WHAT THE EXERCISE ASKS
Find each line in the records below that has the string "door" in it and copy those lines out in full. Match upper and lower case exactly.

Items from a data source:
========

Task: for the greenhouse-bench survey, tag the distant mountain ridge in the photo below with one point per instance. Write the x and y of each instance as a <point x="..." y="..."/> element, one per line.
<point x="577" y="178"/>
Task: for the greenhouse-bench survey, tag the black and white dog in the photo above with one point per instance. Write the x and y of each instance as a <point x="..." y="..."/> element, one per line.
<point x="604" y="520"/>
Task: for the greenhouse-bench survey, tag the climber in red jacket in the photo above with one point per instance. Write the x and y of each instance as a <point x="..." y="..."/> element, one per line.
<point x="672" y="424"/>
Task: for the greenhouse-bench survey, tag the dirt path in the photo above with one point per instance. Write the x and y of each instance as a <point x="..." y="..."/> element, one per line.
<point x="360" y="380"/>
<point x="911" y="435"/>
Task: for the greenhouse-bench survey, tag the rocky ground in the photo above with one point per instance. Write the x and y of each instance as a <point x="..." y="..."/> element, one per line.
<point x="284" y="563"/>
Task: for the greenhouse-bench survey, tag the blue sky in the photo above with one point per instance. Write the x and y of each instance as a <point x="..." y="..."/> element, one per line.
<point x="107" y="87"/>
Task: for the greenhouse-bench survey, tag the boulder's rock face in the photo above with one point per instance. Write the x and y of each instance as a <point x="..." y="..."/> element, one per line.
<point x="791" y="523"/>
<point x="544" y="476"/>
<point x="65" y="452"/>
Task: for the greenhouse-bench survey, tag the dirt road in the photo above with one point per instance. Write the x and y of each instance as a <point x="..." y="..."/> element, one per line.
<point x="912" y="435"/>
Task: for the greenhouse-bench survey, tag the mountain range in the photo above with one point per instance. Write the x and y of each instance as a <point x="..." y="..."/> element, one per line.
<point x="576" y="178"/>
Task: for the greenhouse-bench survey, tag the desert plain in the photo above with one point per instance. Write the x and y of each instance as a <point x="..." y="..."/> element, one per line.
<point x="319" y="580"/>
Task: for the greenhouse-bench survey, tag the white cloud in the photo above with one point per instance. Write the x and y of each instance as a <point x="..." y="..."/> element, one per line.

========

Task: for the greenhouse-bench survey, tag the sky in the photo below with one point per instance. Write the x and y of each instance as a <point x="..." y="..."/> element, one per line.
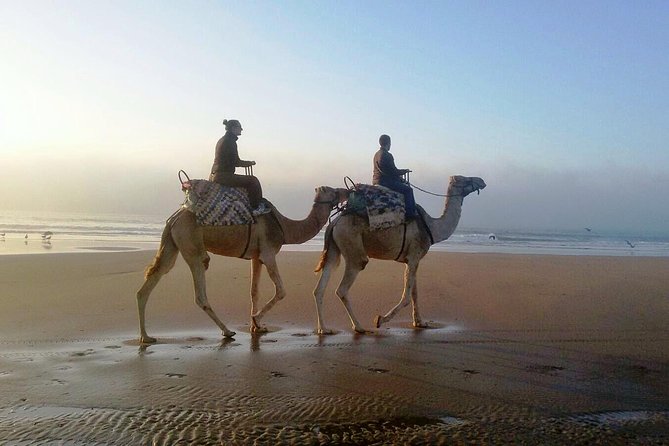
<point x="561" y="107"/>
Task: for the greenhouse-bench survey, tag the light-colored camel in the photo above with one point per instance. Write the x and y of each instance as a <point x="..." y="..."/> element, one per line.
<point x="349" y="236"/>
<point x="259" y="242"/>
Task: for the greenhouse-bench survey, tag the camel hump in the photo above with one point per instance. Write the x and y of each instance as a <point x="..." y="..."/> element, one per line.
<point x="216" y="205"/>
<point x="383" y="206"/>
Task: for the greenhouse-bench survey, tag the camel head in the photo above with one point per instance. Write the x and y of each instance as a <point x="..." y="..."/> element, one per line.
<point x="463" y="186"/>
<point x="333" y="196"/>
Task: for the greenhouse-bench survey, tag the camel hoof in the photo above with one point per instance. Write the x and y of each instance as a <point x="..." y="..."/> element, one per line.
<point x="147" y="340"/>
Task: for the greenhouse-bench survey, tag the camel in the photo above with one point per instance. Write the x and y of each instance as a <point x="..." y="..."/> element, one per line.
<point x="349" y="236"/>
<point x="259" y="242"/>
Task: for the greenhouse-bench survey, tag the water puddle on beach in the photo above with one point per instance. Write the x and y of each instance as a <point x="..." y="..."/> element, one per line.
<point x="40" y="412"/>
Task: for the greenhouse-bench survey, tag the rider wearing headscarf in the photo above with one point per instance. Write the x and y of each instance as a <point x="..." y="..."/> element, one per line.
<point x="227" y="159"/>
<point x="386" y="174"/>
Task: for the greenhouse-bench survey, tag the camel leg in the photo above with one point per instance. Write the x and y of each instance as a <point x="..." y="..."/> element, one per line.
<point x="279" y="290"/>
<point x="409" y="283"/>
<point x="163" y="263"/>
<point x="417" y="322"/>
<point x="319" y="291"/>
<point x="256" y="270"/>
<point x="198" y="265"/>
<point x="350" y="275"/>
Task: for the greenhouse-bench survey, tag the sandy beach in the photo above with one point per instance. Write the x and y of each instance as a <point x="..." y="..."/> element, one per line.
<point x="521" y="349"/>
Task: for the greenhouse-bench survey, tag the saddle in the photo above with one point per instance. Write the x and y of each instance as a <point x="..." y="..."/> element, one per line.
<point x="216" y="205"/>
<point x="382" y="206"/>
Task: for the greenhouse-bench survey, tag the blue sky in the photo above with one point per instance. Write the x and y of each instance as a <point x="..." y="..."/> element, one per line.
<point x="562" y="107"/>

========

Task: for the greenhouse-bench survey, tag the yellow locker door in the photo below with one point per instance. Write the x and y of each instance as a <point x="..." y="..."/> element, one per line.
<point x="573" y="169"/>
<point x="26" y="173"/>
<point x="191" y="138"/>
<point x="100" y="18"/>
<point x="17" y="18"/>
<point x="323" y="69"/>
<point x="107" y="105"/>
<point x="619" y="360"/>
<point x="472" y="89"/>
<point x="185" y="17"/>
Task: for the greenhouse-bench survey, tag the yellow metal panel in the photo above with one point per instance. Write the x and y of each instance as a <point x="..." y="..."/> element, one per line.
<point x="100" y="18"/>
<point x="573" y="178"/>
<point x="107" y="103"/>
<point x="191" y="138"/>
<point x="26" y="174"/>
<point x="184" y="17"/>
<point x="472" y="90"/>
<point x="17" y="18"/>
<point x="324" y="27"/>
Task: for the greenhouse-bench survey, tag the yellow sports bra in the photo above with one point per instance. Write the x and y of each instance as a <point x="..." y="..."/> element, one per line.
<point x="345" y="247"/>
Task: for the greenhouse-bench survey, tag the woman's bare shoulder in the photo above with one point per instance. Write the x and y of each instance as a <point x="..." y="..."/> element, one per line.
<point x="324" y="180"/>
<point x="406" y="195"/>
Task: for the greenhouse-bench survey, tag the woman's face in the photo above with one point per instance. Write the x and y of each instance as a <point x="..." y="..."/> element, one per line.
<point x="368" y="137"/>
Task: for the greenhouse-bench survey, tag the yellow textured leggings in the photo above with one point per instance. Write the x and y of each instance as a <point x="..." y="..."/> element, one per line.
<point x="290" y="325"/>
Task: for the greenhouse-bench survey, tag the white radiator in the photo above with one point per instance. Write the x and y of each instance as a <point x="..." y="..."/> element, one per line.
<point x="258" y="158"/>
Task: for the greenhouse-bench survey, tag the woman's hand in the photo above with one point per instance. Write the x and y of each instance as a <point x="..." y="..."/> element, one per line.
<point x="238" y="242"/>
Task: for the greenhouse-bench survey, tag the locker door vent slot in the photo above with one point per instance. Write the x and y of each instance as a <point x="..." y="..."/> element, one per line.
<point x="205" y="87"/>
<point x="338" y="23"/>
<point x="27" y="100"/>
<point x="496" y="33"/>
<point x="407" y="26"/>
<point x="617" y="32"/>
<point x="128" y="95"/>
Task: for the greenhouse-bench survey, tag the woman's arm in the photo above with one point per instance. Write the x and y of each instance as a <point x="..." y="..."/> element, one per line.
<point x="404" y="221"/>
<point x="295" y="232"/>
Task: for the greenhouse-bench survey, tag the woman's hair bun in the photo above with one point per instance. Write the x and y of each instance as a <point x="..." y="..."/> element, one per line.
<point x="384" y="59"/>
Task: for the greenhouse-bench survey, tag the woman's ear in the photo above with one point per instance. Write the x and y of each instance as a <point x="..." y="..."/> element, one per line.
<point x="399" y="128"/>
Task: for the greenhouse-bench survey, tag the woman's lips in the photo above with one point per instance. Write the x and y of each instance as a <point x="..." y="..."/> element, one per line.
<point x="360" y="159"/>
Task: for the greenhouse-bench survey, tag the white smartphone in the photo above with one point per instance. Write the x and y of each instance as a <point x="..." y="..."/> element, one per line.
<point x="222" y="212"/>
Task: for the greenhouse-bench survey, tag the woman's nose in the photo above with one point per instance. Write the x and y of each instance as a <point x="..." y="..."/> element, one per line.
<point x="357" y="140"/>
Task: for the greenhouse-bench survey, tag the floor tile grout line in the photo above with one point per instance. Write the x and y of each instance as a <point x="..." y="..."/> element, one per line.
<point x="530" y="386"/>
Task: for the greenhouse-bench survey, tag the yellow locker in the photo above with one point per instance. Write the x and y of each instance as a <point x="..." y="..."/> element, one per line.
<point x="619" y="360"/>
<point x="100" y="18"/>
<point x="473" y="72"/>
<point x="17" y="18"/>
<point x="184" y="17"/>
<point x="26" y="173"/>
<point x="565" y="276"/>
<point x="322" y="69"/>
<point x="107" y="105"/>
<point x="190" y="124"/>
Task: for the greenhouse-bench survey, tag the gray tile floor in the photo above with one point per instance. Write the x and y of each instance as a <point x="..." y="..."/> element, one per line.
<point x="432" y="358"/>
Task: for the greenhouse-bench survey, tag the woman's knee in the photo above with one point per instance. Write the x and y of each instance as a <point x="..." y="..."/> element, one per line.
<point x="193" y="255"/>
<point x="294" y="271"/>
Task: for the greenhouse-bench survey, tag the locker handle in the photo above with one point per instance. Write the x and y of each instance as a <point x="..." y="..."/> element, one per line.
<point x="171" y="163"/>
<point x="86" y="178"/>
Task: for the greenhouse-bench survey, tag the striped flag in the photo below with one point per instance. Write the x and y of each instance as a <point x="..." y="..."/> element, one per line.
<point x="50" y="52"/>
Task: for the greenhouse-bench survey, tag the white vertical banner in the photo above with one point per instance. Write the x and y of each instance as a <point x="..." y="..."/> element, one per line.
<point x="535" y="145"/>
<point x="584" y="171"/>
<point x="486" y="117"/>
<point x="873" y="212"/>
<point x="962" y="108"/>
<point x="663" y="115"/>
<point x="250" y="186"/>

========

EXPECTED ANSWER
Task: for the greenhouse-bench survey, tag the yellow locker door in the photo below with one point per instance. Write the x and y of each instance as a <point x="..." y="..."/> element, one per line.
Task: for the greenhouse-bench survey, tag the locker door vent slot in the photo above with one point per instance. Write the x and y of each instance as a <point x="..." y="..."/> element, one per line.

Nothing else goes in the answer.